Try it — The output should consist solely of the line containing "point(1359, 306)" and all lines after it through the final line of the entries below, reproduced exactly.

Provided data —
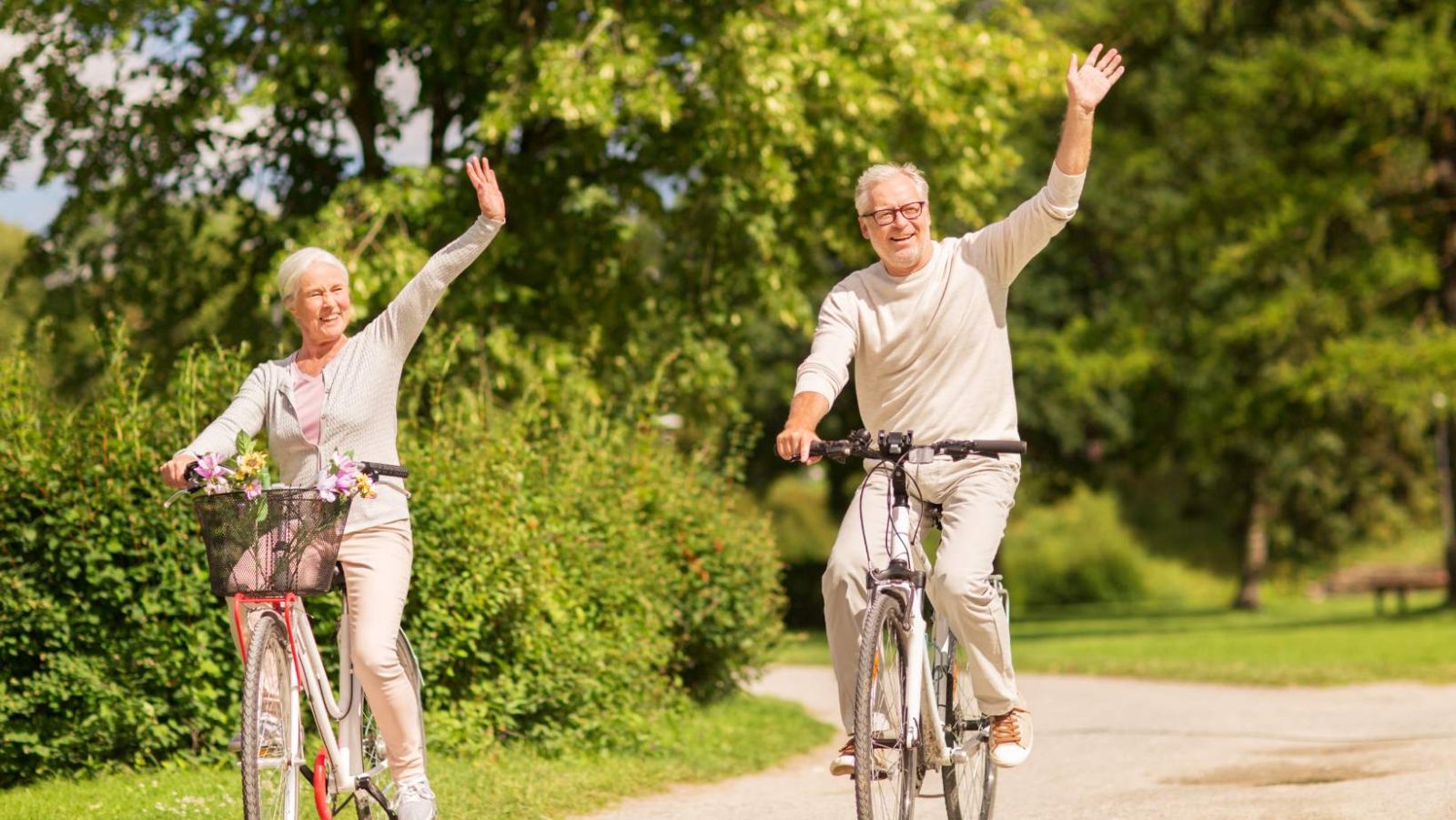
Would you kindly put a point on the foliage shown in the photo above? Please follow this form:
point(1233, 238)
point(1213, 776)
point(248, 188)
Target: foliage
point(574, 575)
point(1249, 299)
point(679, 175)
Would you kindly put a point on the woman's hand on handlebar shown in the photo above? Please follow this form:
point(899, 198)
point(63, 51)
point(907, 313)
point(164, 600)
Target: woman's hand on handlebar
point(794, 444)
point(174, 472)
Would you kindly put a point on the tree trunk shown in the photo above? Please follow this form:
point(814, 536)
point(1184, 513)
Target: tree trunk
point(1443, 153)
point(1256, 555)
point(1443, 472)
point(366, 106)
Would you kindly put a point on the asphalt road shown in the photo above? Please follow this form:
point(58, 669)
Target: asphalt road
point(1117, 747)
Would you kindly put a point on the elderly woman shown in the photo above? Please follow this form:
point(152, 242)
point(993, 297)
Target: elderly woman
point(339, 393)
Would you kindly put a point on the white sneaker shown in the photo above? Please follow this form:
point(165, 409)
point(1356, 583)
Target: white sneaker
point(1011, 737)
point(844, 762)
point(414, 800)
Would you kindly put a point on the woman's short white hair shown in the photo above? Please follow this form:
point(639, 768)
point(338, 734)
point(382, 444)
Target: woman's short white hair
point(878, 174)
point(300, 261)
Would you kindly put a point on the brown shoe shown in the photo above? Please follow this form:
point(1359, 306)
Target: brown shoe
point(1011, 737)
point(844, 762)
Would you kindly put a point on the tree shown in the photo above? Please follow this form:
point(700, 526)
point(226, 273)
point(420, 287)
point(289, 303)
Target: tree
point(679, 175)
point(1266, 226)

Task output —
point(1359, 306)
Target: brown shoe
point(1011, 737)
point(844, 762)
Would you kindly put a point on the tree shown in the photo above? Please follow this form:
point(700, 526)
point(226, 273)
point(420, 287)
point(289, 303)
Target: tree
point(679, 175)
point(1266, 226)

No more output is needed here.